= WORK REQUEST =
Within the records below, find each line with the word "branch" and copy it out.

= Stored items from a collection =
^^^^^^^^

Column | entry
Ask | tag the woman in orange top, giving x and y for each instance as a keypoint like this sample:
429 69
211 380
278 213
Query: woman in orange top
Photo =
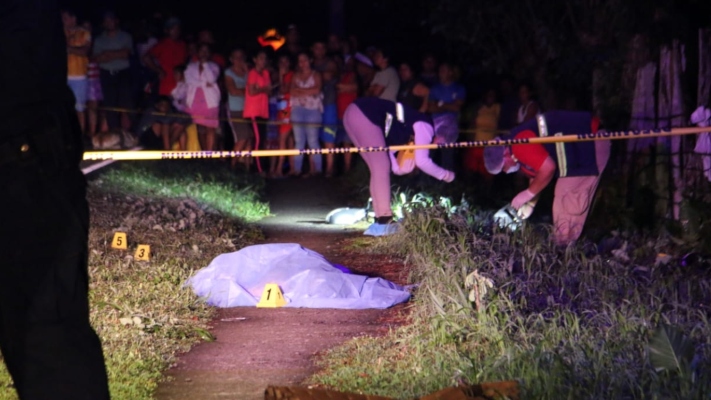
347 92
256 98
286 140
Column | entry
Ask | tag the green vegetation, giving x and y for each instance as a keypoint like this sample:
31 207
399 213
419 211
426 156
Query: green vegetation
627 319
141 311
210 184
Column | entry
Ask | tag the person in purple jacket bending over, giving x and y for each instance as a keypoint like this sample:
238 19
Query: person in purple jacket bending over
374 122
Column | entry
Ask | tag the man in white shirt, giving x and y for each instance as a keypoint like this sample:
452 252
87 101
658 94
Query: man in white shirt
386 82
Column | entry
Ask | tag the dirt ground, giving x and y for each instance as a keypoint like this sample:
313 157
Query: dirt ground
255 347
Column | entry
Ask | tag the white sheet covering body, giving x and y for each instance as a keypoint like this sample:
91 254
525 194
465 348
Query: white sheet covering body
305 277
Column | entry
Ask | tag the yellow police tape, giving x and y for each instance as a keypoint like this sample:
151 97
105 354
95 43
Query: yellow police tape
583 137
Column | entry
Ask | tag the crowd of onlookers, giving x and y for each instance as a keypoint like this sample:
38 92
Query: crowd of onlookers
177 92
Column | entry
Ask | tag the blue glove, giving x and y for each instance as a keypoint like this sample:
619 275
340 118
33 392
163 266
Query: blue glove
377 229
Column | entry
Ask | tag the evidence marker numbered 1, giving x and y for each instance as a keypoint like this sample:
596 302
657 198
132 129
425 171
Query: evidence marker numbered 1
143 253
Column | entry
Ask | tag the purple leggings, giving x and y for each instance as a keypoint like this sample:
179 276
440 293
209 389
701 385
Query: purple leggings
364 133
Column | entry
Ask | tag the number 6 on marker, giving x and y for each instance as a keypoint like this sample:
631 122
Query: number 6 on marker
143 253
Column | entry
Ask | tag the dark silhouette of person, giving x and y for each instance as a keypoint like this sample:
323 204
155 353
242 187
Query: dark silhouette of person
46 339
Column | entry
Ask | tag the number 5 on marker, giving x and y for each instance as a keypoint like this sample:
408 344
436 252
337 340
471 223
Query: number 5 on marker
119 241
143 252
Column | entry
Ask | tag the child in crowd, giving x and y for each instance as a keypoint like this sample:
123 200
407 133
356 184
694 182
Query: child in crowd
203 99
286 140
347 92
330 112
236 82
94 95
160 128
485 126
180 92
256 100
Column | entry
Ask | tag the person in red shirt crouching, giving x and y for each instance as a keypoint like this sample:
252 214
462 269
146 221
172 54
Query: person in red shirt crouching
578 166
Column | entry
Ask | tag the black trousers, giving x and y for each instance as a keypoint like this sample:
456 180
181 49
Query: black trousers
116 87
46 340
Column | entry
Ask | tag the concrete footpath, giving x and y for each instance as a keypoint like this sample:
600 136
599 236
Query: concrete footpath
254 347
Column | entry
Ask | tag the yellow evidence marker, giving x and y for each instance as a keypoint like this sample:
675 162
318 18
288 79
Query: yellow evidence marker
119 241
143 253
271 297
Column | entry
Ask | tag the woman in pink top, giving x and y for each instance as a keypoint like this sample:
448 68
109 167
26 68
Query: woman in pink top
256 98
203 98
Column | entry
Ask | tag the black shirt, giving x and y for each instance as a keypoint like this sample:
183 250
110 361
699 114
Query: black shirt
396 120
33 61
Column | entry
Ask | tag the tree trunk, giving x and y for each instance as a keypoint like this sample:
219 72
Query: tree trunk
703 96
672 114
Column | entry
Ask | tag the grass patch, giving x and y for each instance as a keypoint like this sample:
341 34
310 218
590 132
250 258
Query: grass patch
140 310
210 184
576 322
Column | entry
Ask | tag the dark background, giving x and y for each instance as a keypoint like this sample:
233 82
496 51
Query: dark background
237 23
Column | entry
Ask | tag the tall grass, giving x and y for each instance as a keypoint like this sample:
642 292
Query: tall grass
576 322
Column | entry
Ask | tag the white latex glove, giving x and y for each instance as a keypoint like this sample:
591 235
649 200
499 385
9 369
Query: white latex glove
407 167
701 117
448 176
394 166
522 198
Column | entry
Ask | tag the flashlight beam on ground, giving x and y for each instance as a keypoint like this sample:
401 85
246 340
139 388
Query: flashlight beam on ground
582 137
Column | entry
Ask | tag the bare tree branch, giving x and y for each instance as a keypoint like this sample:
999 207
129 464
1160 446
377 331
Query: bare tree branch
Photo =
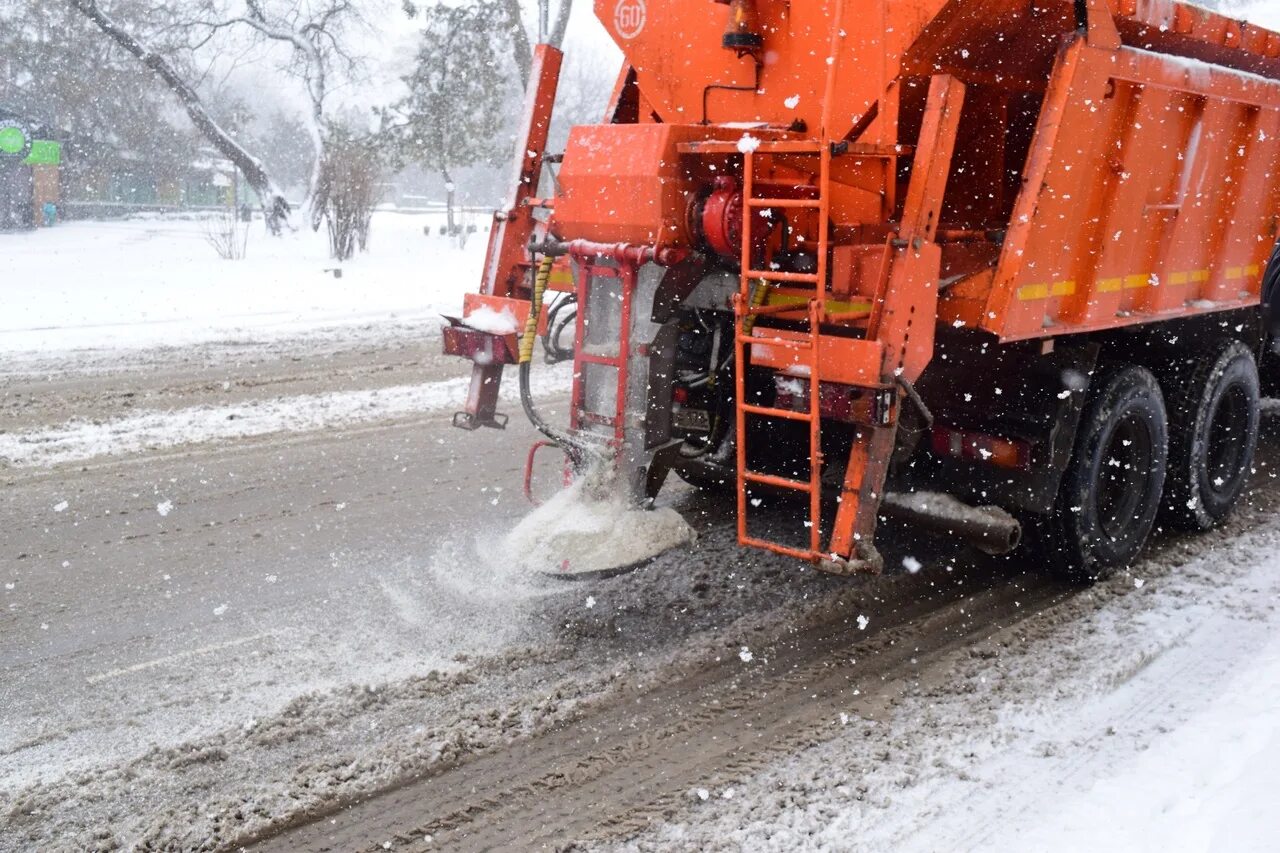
275 209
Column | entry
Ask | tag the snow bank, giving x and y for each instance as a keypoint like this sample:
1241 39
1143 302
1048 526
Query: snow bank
144 283
83 439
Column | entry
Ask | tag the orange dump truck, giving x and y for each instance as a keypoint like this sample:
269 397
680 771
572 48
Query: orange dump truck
856 251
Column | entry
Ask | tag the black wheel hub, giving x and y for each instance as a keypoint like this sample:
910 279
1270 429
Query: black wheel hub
1123 480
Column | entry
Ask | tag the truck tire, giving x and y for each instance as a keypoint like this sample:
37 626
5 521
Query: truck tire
1212 434
1111 489
1269 368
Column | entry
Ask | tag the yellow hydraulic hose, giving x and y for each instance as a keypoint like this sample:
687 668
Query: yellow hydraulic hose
540 281
576 451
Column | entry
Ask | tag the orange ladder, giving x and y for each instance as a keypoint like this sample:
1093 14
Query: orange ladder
748 309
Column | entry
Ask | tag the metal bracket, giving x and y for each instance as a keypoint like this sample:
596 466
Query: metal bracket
471 423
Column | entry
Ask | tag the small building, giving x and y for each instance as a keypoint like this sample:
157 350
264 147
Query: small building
30 173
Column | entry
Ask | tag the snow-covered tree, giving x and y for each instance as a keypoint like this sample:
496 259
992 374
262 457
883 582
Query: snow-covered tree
460 92
275 209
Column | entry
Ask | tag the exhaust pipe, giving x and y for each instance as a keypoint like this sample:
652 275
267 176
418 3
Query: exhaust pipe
987 528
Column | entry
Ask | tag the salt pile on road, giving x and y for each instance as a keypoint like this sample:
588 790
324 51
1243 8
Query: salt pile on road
593 527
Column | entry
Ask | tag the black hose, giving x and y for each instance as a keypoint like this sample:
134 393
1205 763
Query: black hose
575 450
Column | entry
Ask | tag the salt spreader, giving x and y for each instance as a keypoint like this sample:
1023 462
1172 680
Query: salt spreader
862 252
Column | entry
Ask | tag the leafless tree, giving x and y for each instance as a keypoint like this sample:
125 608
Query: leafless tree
549 30
275 209
348 190
315 31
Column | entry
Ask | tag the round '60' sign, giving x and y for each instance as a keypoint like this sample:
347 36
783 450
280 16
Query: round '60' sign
629 18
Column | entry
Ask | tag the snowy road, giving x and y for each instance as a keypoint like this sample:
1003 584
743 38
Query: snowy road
216 643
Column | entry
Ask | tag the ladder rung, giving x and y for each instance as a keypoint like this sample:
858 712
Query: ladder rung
846 316
768 276
781 308
786 551
608 361
776 342
780 482
786 204
782 414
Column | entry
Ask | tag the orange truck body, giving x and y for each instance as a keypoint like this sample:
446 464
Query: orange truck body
1020 169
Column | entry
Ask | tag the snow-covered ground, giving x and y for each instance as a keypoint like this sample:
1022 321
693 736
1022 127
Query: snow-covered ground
1138 716
152 282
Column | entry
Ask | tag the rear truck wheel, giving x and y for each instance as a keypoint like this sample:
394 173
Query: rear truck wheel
1111 489
1270 368
1212 434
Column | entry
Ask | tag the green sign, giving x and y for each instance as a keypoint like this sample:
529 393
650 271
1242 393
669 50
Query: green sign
12 140
45 153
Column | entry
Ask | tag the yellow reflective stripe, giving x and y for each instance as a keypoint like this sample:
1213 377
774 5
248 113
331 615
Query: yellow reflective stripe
833 306
1032 292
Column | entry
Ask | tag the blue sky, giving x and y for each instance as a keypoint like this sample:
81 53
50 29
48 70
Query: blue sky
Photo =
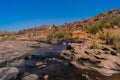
22 14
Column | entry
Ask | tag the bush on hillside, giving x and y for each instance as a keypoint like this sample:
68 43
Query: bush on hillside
63 34
112 37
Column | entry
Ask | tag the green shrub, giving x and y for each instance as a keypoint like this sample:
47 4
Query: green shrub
94 45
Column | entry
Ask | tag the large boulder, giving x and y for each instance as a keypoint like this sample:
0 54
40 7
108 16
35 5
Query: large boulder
31 77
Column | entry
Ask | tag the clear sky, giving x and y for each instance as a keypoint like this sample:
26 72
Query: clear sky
21 14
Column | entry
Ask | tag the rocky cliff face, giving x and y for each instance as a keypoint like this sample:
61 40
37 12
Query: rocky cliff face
102 21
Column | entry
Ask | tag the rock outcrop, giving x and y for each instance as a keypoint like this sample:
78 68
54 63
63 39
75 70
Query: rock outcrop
105 60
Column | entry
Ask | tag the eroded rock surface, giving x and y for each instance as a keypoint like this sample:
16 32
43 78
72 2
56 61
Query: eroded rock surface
105 60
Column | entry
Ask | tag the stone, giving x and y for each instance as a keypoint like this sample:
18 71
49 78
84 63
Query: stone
31 77
8 73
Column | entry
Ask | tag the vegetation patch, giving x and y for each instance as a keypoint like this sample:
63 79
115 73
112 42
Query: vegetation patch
63 34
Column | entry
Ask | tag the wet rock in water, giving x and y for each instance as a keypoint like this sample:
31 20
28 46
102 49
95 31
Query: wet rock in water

^^^^^^^^

= FINISHED EXERCISE =
Ask | tag the bare tree branch, giving x and y for each instance as a keypoint like this sample:
Query: bare tree branch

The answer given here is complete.